[Image location labeling entries]
━━━━━━━━

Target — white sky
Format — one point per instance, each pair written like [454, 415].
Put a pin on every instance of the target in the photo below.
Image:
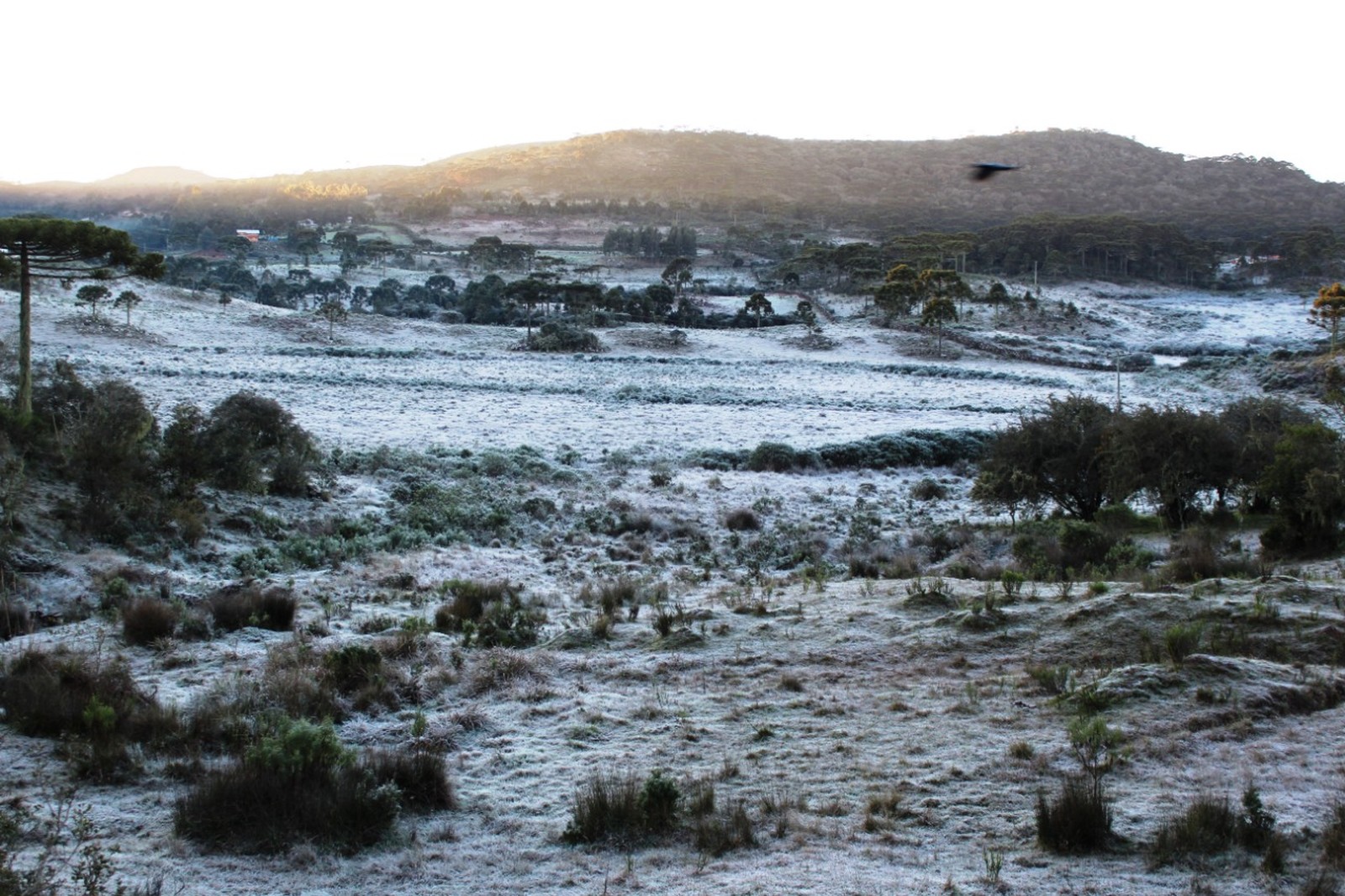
[284, 87]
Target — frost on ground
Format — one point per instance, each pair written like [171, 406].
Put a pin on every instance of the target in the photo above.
[881, 735]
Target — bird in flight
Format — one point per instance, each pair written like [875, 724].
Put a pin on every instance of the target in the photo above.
[986, 170]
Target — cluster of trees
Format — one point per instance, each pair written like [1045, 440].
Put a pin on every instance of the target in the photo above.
[37, 248]
[1268, 456]
[493, 253]
[649, 242]
[134, 477]
[1049, 245]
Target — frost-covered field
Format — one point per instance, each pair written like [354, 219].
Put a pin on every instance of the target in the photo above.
[409, 383]
[873, 732]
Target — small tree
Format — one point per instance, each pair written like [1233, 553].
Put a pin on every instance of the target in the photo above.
[900, 291]
[127, 299]
[997, 296]
[92, 295]
[1329, 309]
[677, 275]
[759, 304]
[331, 311]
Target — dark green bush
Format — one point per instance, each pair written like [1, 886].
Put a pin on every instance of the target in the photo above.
[246, 808]
[1076, 821]
[353, 667]
[558, 336]
[928, 490]
[249, 443]
[1208, 826]
[420, 777]
[298, 783]
[148, 619]
[46, 694]
[607, 808]
[488, 614]
[773, 456]
[741, 519]
[658, 801]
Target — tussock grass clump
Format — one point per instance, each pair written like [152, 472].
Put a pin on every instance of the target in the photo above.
[607, 809]
[94, 707]
[611, 595]
[488, 614]
[47, 694]
[1078, 820]
[501, 667]
[148, 619]
[420, 777]
[15, 620]
[1210, 825]
[298, 784]
[1183, 640]
[928, 490]
[253, 607]
[724, 830]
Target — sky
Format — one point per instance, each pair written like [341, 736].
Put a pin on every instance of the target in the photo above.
[286, 87]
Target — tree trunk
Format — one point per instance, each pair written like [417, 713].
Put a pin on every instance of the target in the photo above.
[24, 397]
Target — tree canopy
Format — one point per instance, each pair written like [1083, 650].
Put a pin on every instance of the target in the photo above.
[61, 249]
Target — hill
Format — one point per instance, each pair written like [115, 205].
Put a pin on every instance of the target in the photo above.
[726, 178]
[907, 185]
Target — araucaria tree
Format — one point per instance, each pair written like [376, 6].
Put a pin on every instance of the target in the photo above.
[936, 313]
[900, 291]
[1328, 309]
[759, 304]
[60, 249]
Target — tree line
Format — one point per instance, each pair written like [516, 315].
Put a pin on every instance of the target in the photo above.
[1258, 455]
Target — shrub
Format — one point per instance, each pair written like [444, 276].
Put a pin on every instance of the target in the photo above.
[490, 615]
[298, 783]
[470, 599]
[724, 830]
[607, 808]
[13, 619]
[251, 443]
[1183, 640]
[46, 694]
[237, 607]
[928, 490]
[253, 809]
[94, 705]
[658, 801]
[741, 519]
[353, 667]
[501, 667]
[773, 456]
[148, 619]
[1208, 826]
[558, 336]
[1078, 820]
[420, 777]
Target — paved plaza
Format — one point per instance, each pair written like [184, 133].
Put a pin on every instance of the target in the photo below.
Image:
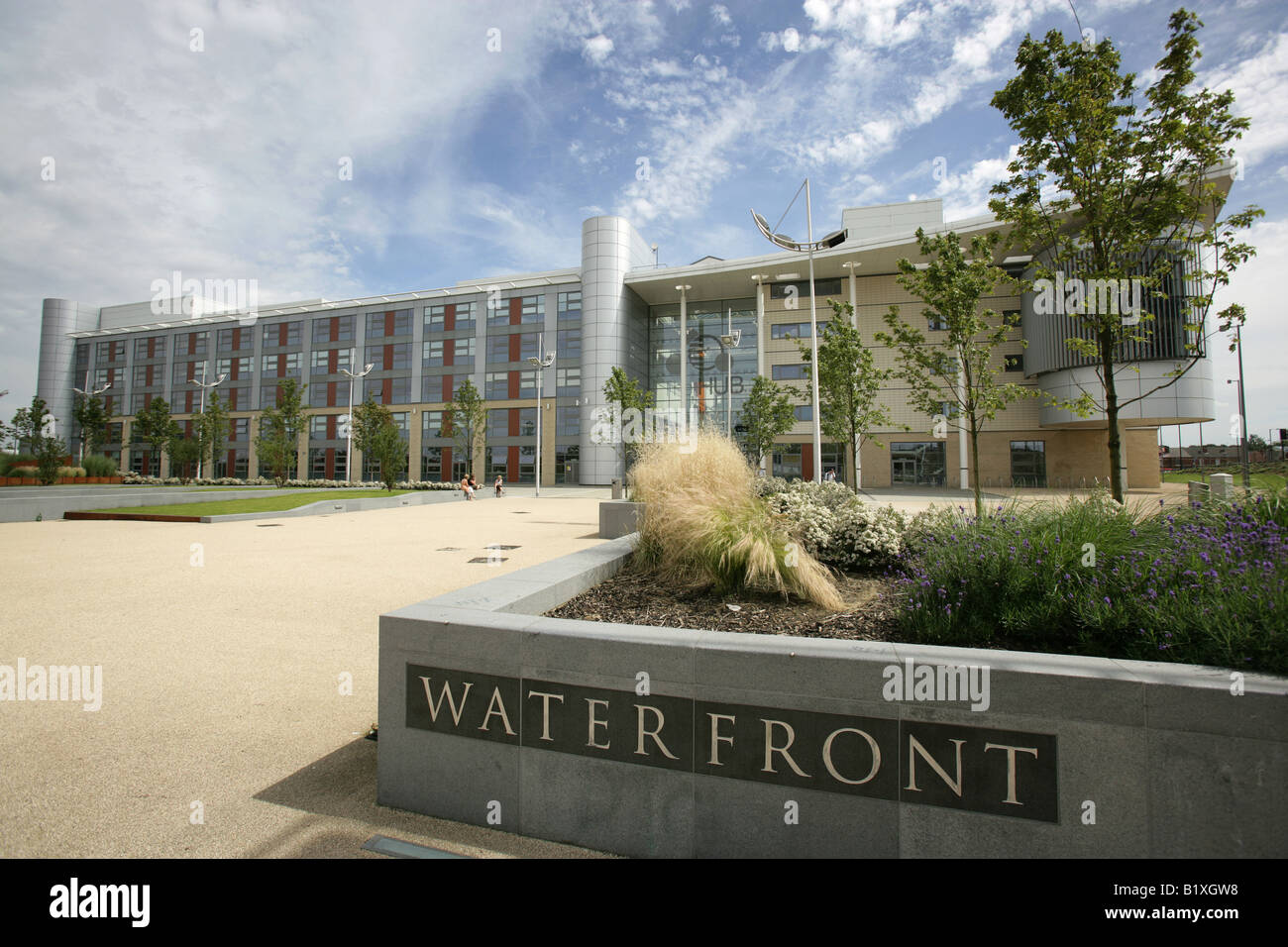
[223, 651]
[222, 681]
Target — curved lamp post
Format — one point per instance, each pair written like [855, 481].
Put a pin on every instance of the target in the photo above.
[204, 385]
[809, 247]
[348, 450]
[84, 394]
[541, 363]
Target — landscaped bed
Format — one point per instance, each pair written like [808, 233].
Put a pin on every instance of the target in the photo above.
[1205, 583]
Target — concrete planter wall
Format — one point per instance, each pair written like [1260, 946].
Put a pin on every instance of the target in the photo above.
[554, 738]
[618, 518]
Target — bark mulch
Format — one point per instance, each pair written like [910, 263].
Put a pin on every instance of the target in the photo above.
[642, 599]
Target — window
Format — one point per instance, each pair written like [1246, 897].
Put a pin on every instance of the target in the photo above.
[567, 421]
[322, 329]
[465, 315]
[787, 460]
[497, 309]
[532, 309]
[568, 343]
[568, 382]
[1028, 463]
[918, 463]
[377, 322]
[528, 346]
[433, 424]
[497, 350]
[794, 330]
[226, 367]
[141, 347]
[498, 421]
[527, 421]
[497, 463]
[273, 334]
[567, 463]
[432, 464]
[570, 304]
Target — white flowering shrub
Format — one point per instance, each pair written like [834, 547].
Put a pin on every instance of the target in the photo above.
[837, 527]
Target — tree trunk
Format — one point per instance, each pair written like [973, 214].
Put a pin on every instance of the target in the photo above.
[974, 470]
[1116, 449]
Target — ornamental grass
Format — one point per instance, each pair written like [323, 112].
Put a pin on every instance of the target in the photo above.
[703, 525]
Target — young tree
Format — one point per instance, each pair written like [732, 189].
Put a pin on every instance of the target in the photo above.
[622, 394]
[31, 427]
[849, 385]
[960, 368]
[211, 429]
[1133, 195]
[389, 449]
[279, 428]
[155, 428]
[376, 434]
[767, 415]
[91, 418]
[467, 416]
[184, 453]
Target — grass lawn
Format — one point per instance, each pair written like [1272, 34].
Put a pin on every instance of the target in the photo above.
[1260, 480]
[256, 504]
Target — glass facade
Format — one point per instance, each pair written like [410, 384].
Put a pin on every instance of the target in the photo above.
[716, 369]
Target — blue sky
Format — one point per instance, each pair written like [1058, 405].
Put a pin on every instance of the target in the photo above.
[468, 161]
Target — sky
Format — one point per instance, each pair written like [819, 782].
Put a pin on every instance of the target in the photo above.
[344, 150]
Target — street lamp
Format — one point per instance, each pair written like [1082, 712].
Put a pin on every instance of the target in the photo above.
[684, 354]
[348, 450]
[204, 385]
[810, 245]
[729, 341]
[84, 394]
[542, 361]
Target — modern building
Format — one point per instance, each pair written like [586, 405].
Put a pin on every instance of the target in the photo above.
[616, 308]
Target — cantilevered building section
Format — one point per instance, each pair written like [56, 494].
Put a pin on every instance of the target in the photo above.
[616, 308]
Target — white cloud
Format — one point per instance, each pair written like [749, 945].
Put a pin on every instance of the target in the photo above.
[597, 48]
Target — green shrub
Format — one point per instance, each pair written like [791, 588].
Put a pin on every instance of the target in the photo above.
[837, 527]
[98, 466]
[18, 460]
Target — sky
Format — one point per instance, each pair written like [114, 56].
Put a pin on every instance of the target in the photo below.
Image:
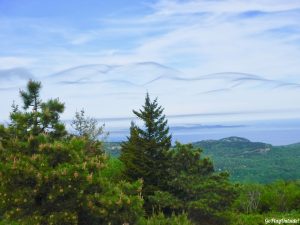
[233, 60]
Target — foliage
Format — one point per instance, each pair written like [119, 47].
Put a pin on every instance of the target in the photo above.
[87, 127]
[253, 162]
[54, 180]
[37, 117]
[144, 153]
[60, 183]
[161, 219]
[195, 188]
[280, 196]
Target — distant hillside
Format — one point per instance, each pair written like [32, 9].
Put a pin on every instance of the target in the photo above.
[246, 161]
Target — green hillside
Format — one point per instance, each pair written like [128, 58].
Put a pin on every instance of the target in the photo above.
[246, 161]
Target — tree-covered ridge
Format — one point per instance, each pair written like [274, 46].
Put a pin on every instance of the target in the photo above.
[51, 176]
[246, 161]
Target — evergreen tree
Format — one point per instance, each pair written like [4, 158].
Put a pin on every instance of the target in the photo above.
[195, 188]
[37, 116]
[46, 179]
[144, 153]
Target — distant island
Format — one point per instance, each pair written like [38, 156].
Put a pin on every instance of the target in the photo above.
[246, 161]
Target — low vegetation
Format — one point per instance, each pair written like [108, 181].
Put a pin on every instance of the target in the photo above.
[51, 176]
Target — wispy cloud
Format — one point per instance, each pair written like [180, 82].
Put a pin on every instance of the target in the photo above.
[192, 38]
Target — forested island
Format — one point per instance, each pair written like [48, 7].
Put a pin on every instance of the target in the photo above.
[50, 175]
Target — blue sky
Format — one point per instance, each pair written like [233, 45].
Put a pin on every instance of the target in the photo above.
[197, 56]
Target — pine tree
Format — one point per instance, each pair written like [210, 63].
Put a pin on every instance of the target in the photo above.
[37, 116]
[51, 180]
[144, 153]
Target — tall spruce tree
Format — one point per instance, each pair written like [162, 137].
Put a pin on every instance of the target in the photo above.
[145, 152]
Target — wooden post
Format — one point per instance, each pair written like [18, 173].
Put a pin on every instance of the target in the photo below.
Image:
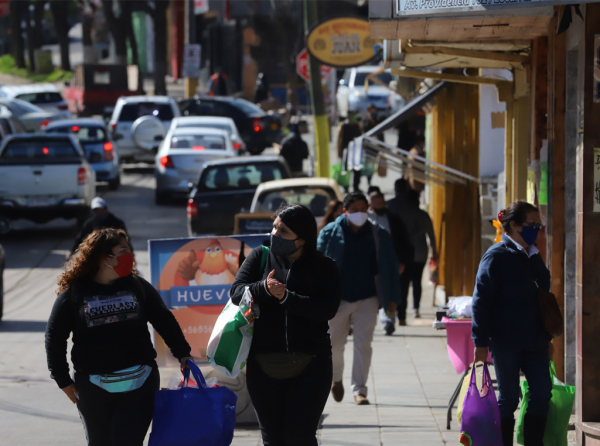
[556, 158]
[588, 246]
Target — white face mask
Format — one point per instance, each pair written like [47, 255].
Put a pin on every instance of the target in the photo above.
[357, 218]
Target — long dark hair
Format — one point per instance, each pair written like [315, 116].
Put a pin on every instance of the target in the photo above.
[328, 217]
[516, 212]
[86, 260]
[302, 221]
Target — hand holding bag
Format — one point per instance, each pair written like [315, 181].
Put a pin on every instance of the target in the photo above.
[480, 414]
[193, 416]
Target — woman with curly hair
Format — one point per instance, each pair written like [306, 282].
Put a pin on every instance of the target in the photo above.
[106, 306]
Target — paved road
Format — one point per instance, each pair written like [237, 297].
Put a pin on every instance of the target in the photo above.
[31, 406]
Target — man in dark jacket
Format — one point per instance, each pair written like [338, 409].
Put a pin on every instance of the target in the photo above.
[380, 214]
[101, 219]
[294, 149]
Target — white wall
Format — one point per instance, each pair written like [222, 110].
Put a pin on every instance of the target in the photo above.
[491, 141]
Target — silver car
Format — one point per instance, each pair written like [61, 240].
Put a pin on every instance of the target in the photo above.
[182, 155]
[31, 117]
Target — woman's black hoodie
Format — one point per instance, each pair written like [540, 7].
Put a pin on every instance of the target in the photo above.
[110, 328]
[300, 323]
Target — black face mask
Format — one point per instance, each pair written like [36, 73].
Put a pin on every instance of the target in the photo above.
[283, 247]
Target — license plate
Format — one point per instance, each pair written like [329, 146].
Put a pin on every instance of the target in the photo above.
[37, 202]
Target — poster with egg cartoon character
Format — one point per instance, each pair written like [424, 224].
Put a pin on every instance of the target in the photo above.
[194, 277]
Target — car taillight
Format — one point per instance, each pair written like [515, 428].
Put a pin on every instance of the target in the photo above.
[192, 208]
[166, 161]
[109, 154]
[81, 176]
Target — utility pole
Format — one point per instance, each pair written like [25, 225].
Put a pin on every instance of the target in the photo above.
[311, 18]
[190, 83]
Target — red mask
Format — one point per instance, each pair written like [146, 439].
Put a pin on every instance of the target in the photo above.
[123, 269]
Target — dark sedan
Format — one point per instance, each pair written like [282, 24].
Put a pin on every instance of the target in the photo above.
[258, 129]
[226, 188]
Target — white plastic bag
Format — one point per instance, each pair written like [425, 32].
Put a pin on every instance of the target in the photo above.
[230, 341]
[460, 307]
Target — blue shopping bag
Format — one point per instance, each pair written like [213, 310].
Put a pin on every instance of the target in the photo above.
[190, 417]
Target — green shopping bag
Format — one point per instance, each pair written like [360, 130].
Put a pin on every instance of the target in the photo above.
[559, 414]
[335, 172]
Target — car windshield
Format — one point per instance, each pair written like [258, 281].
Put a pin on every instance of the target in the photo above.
[20, 108]
[39, 149]
[314, 198]
[131, 112]
[91, 134]
[199, 142]
[237, 177]
[385, 77]
[207, 125]
[247, 107]
[40, 98]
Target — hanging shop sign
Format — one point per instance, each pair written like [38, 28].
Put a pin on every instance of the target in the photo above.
[342, 43]
[426, 8]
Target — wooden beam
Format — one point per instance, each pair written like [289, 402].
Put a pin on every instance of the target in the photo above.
[456, 78]
[459, 52]
[557, 66]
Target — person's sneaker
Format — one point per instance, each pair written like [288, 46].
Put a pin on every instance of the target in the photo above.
[361, 400]
[337, 390]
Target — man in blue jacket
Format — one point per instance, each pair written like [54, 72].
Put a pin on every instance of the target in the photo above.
[365, 256]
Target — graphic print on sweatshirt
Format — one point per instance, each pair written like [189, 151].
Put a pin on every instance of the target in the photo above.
[102, 310]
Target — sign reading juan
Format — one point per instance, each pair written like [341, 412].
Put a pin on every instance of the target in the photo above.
[342, 43]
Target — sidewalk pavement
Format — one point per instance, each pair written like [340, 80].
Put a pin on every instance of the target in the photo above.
[410, 383]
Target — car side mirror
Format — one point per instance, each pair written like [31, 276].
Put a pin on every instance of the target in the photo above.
[4, 225]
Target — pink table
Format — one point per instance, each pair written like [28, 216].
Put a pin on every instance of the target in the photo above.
[460, 345]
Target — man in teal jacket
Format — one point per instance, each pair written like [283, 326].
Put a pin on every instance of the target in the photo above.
[365, 256]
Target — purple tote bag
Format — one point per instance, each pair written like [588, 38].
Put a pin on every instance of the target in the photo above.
[481, 415]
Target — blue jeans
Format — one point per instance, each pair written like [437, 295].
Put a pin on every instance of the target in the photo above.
[535, 365]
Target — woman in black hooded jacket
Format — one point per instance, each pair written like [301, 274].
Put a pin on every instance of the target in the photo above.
[289, 367]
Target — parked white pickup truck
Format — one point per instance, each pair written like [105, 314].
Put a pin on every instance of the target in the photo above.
[43, 177]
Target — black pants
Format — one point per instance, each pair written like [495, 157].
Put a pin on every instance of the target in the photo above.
[289, 410]
[116, 419]
[413, 273]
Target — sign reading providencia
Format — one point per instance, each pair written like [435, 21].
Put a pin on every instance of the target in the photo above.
[405, 8]
[342, 43]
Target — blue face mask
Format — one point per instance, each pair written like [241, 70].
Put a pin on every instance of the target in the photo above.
[529, 234]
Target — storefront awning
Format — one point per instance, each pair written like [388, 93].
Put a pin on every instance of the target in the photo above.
[406, 112]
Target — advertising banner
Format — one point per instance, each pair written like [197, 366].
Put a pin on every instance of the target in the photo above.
[342, 43]
[194, 276]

━━━━━━━━

- **Directions for this task**
Your task is to reproduce, exactly and exclusively, the lines from the one holding "Target — black pants" through the final line of the listing.

- **The solution**
Target — black pants
Format — one point per instance, each pair written like [495, 157].
Put a pin on every instance of the target in the photo above.
[289, 410]
[116, 419]
[413, 273]
Target — sign reading providencia
Format — one point per instance, each pair written like [435, 21].
Put a pin on every instance of the target in the photo above.
[405, 8]
[342, 43]
Target — blue face mask
Format — one point per instance, each pair written like [241, 70].
Put a pin on every instance of the target in the photo above.
[529, 234]
Target — storefront awning
Format — one point per instance, each pair written like [388, 93].
Put a pin on every instance of the target in the photo above.
[406, 112]
Target — advertising banner
Format — one point per instance, each pair written like [197, 366].
Put a pin on every instance of the target in the photo above.
[342, 43]
[194, 276]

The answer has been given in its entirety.